**DOCUMENT TEXT:**
━━━━━━━━━━━━━━━━━━━━

Day 4 of our 40 Days of Mercy Fast

‘I Myself am fighting for them!’ (1516)

Two streams of mercy converge in our God: His masculine, steadfast love which keeps covenant with us (hesed), and the deeply felt and tenderly expressed love that issues from His depths, as from the womb of a mother (rachamim). Truly we have a merciful Father whose love surpasses that of the most devoted parents!

And like good parents, our Father expresses His mercy by battling for our best; He wars for our well-being. Knit in the womb of His best intentions for us, and empowered by the very force that gave form to all creation, we are the blessed subjects of the God who fights for the dignity of His children.

Moses declared to the embattled Israelites: ‘Don’t be afraid of the enemy; the Lord Your God will fight for you. He fought for you in Egypt, He fought for you in the desert. Remember how He carried you, like a father carries a child, all the way until now…’ (Deut. 1: 29-31) Here we catch a glimpse of the God, both tender and strong (PS 62: 11, 12), who carries us in one arm, and wields the sword against our enemies in the other!

━━━━━━━━━━━━━━━━━━━━

**INFORMATION SHOWN:**
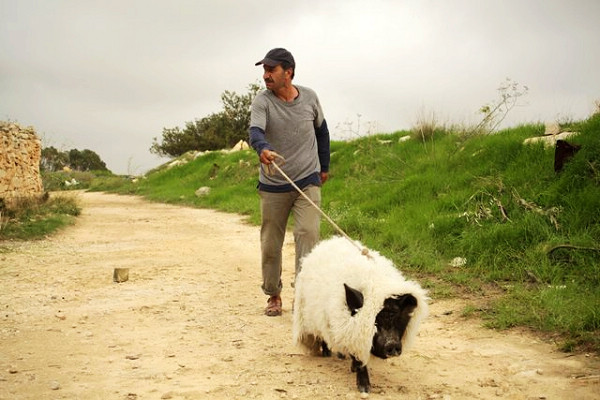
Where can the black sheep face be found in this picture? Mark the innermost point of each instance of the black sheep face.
(391, 323)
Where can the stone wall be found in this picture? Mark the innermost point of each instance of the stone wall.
(20, 153)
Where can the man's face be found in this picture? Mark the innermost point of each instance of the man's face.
(274, 77)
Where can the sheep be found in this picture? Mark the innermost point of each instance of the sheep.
(355, 304)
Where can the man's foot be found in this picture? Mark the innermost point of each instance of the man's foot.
(273, 306)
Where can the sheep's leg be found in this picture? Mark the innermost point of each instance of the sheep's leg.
(325, 349)
(362, 376)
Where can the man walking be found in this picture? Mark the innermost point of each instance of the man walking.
(287, 127)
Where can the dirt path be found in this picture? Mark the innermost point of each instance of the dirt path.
(189, 325)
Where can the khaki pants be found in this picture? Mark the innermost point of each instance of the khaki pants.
(275, 209)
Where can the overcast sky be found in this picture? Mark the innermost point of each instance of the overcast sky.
(109, 75)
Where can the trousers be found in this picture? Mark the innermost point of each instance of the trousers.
(275, 210)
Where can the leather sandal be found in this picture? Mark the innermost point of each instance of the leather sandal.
(273, 306)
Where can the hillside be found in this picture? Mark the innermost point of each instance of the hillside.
(483, 217)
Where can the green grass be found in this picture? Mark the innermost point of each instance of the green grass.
(486, 198)
(32, 219)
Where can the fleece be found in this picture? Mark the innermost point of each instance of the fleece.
(320, 309)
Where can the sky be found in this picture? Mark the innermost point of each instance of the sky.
(109, 75)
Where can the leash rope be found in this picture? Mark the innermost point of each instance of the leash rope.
(364, 251)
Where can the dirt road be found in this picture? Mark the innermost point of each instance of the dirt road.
(189, 323)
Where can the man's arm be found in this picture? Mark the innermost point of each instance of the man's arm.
(323, 146)
(323, 150)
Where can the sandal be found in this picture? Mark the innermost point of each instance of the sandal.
(273, 306)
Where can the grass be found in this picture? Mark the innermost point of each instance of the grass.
(529, 235)
(34, 219)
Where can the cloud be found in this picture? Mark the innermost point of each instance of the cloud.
(110, 75)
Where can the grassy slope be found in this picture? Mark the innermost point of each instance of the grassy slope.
(488, 199)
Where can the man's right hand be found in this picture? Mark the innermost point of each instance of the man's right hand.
(267, 156)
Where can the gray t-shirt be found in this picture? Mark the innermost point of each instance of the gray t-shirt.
(290, 130)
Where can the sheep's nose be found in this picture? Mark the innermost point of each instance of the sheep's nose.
(393, 349)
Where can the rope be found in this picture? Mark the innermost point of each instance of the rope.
(363, 250)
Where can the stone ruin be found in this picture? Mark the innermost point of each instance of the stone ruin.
(20, 154)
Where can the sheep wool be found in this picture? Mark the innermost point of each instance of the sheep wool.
(320, 309)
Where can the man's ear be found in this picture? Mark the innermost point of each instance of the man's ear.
(354, 299)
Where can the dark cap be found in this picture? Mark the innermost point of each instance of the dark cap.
(277, 56)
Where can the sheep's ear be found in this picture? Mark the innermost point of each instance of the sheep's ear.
(354, 299)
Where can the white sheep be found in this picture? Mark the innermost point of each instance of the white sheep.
(355, 304)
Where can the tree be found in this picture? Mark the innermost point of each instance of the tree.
(53, 159)
(86, 160)
(216, 131)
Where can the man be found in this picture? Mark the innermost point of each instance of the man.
(287, 127)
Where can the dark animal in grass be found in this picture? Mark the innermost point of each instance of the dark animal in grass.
(563, 152)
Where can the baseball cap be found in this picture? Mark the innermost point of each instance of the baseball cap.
(277, 56)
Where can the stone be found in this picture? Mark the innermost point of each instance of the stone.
(20, 155)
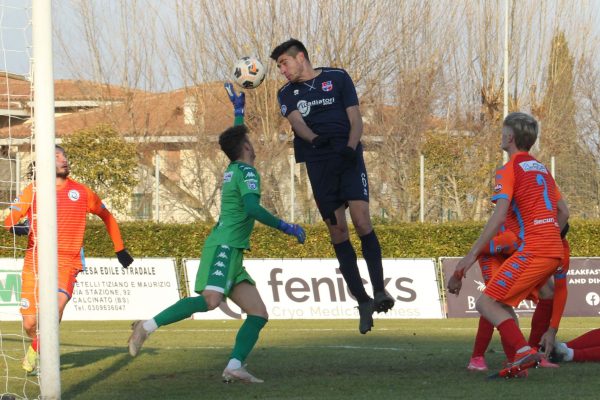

━━━━━━━━━━━━━━━━━━━━

**LIST OF TASKS:**
1. Quote the Day 4 reading, starting with "And like good" and going on through "of His children.".
2. Summarize the Day 4 reading in two sentences.
The records have no role in this exercise.

**EXERCISE RESPONSES:**
1.
And like good parents, our Father expresses His mercy by battling for our best; He wars for our well-being. Knit in the womb of His best intentions for us, and empowered by the very force that gave form to all creation, we are the blessed subjects of the God who fights for the dignity of His children.

2. Two streams of mercy meet in God: the steadfast love that keeps covenant with us (hesed) and the tender, deeply felt love that comes from His depths as from a mother's womb (rachamim). Like good parents, God expresses this mercy by fighting for His children's well-being and dignity, as Moses told the Israelites when he said the Lord fought for them in Egypt and in the desert and carried them as a father carries a child.